**TASK DESCRIPTION:** Count the lines in the records below that contain the string "shadow", treating uppercase and lowercase as different, and give only the number.

++++ AVAILABLE DATA

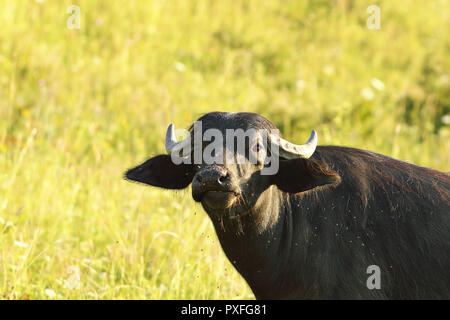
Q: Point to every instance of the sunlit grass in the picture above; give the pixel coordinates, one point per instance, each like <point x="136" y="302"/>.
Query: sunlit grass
<point x="78" y="107"/>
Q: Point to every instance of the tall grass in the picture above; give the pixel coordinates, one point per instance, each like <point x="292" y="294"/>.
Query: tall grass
<point x="78" y="107"/>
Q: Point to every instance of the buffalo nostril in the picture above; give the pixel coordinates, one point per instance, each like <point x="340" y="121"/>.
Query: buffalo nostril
<point x="223" y="177"/>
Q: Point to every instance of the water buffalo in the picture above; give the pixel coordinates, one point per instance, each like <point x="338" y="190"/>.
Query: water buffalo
<point x="331" y="223"/>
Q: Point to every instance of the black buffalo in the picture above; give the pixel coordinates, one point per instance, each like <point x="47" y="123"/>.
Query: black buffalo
<point x="314" y="229"/>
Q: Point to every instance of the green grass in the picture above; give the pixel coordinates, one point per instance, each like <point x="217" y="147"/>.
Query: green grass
<point x="79" y="107"/>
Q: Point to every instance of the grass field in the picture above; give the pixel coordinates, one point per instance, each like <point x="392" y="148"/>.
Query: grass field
<point x="80" y="106"/>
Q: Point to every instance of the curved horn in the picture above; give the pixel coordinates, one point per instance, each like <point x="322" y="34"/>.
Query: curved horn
<point x="171" y="141"/>
<point x="289" y="150"/>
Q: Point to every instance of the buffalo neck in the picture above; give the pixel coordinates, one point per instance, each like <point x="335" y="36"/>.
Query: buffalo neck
<point x="259" y="244"/>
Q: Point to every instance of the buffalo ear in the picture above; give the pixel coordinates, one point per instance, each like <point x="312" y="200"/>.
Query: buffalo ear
<point x="300" y="175"/>
<point x="160" y="171"/>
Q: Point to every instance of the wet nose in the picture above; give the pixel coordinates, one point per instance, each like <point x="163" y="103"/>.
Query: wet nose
<point x="212" y="178"/>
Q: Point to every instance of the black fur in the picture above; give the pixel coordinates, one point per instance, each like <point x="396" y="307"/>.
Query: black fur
<point x="311" y="231"/>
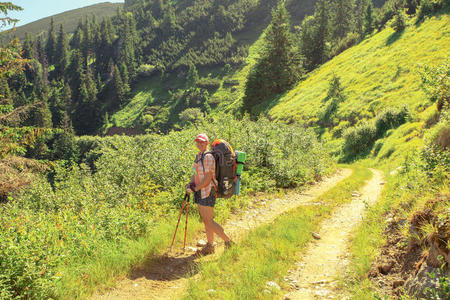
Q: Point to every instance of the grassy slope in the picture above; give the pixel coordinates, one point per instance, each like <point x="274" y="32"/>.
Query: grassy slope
<point x="69" y="19"/>
<point x="268" y="251"/>
<point x="380" y="72"/>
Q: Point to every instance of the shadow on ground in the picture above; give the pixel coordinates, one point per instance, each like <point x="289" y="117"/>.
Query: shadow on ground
<point x="166" y="268"/>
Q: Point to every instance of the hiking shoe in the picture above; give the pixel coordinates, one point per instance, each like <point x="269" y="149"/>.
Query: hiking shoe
<point x="208" y="249"/>
<point x="229" y="244"/>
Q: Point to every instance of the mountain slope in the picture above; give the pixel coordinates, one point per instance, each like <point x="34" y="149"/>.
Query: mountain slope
<point x="69" y="18"/>
<point x="380" y="72"/>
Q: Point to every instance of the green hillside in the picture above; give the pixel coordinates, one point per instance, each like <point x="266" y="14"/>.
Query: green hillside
<point x="69" y="19"/>
<point x="380" y="72"/>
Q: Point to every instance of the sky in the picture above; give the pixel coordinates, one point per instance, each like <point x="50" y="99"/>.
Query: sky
<point x="37" y="9"/>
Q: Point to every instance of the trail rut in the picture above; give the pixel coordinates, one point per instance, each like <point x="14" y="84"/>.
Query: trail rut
<point x="166" y="277"/>
<point x="317" y="272"/>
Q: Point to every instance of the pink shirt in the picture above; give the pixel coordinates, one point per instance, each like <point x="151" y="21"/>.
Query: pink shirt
<point x="209" y="165"/>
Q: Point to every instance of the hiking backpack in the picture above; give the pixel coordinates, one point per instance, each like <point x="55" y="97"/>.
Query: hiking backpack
<point x="229" y="166"/>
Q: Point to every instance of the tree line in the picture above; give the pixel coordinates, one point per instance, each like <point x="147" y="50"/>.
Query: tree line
<point x="288" y="55"/>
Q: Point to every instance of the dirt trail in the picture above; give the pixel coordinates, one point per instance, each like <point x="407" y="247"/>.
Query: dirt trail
<point x="325" y="259"/>
<point x="166" y="277"/>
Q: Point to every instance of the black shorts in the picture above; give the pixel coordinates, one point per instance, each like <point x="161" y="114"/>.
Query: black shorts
<point x="208" y="201"/>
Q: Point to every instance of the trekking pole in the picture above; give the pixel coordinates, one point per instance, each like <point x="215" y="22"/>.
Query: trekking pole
<point x="179" y="218"/>
<point x="185" y="228"/>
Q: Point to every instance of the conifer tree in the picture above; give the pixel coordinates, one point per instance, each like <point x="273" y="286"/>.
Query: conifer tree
<point x="278" y="68"/>
<point x="28" y="48"/>
<point x="86" y="45"/>
<point x="191" y="77"/>
<point x="342" y="18"/>
<point x="63" y="53"/>
<point x="51" y="43"/>
<point x="77" y="38"/>
<point x="322" y="16"/>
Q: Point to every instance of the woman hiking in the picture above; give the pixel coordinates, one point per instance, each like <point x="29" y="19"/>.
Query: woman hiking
<point x="203" y="185"/>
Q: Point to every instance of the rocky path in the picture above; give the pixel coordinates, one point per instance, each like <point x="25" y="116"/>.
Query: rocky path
<point x="316" y="274"/>
<point x="165" y="277"/>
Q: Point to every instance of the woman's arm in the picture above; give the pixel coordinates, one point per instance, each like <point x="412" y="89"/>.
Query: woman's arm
<point x="205" y="182"/>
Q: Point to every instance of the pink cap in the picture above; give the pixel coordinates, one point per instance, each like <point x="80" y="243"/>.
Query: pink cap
<point x="202" y="138"/>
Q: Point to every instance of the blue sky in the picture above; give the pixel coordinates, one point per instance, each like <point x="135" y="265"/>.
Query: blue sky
<point x="36" y="9"/>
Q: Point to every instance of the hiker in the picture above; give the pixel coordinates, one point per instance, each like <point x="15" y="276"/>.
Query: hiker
<point x="203" y="185"/>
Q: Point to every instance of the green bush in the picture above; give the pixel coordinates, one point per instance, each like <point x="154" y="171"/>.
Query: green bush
<point x="359" y="139"/>
<point x="390" y="118"/>
<point x="351" y="39"/>
<point x="399" y="22"/>
<point x="51" y="232"/>
<point x="191" y="115"/>
<point x="209" y="84"/>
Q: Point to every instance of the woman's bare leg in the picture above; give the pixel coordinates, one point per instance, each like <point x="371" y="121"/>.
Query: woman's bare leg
<point x="211" y="227"/>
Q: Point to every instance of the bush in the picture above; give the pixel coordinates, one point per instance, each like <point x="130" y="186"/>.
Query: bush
<point x="399" y="22"/>
<point x="359" y="139"/>
<point x="191" y="115"/>
<point x="428" y="7"/>
<point x="209" y="84"/>
<point x="88" y="214"/>
<point x="146" y="70"/>
<point x="390" y="118"/>
<point x="348" y="41"/>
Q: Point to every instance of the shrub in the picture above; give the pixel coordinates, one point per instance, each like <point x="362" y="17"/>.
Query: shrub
<point x="92" y="212"/>
<point x="351" y="39"/>
<point x="191" y="115"/>
<point x="428" y="7"/>
<point x="390" y="118"/>
<point x="209" y="84"/>
<point x="359" y="139"/>
<point x="146" y="70"/>
<point x="399" y="22"/>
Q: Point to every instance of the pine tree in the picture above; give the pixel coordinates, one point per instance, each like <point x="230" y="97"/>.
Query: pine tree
<point x="57" y="107"/>
<point x="43" y="115"/>
<point x="28" y="49"/>
<point x="192" y="77"/>
<point x="76" y="71"/>
<point x="51" y="43"/>
<point x="63" y="53"/>
<point x="104" y="51"/>
<point x="322" y="16"/>
<point x="118" y="88"/>
<point x="128" y="44"/>
<point x="280" y="51"/>
<point x="278" y="68"/>
<point x="87" y="43"/>
<point x="77" y="38"/>
<point x="342" y="18"/>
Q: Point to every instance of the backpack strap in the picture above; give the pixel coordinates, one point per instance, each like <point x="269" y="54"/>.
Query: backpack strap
<point x="203" y="165"/>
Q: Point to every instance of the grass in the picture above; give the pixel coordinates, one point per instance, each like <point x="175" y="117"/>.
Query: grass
<point x="269" y="251"/>
<point x="69" y="19"/>
<point x="407" y="190"/>
<point x="379" y="72"/>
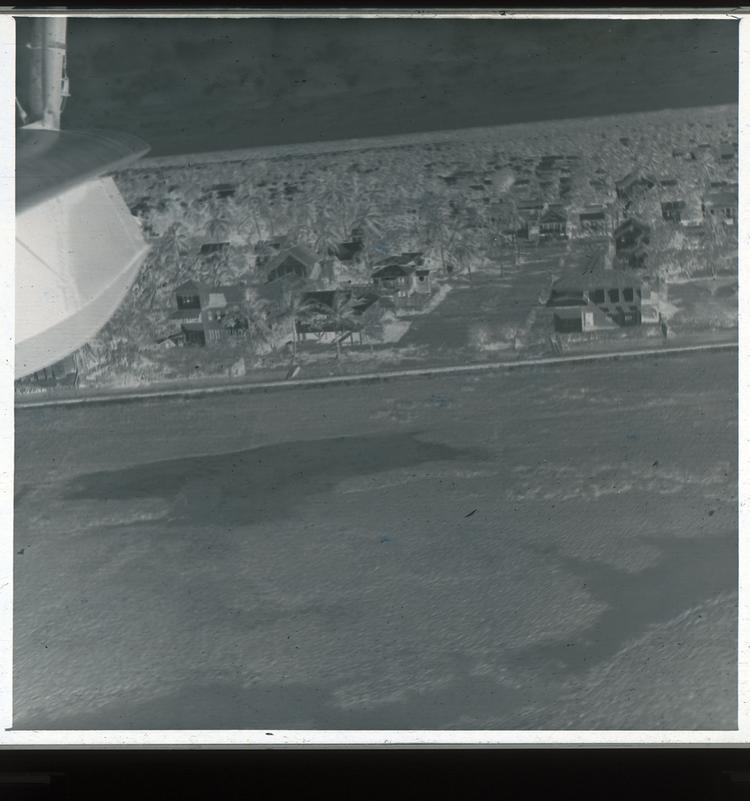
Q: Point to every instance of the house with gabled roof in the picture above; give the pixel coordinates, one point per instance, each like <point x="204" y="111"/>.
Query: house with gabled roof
<point x="720" y="206"/>
<point x="553" y="223"/>
<point x="595" y="300"/>
<point x="292" y="262"/>
<point x="403" y="280"/>
<point x="631" y="238"/>
<point x="210" y="313"/>
<point x="593" y="220"/>
<point x="633" y="185"/>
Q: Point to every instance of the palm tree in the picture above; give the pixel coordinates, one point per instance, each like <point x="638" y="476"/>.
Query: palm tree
<point x="217" y="229"/>
<point x="344" y="316"/>
<point x="294" y="308"/>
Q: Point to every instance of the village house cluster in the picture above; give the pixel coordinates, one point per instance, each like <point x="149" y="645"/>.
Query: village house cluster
<point x="284" y="289"/>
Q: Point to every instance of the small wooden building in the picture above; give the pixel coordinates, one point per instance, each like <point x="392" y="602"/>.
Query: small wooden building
<point x="295" y="261"/>
<point x="595" y="300"/>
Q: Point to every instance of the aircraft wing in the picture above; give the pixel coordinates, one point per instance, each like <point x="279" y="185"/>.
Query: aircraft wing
<point x="48" y="162"/>
<point x="78" y="248"/>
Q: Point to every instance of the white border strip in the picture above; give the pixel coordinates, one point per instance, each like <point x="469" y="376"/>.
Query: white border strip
<point x="743" y="634"/>
<point x="7" y="361"/>
<point x="268" y="738"/>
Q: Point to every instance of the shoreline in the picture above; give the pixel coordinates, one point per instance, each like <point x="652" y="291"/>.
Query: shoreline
<point x="125" y="396"/>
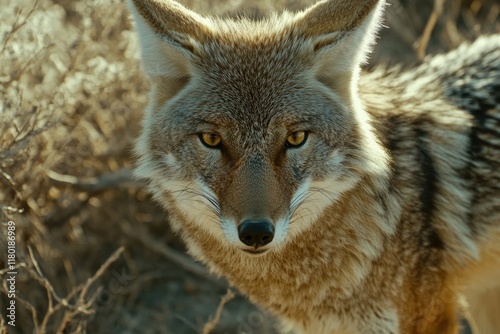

++++++++

**EXERCISE RESULT:** 2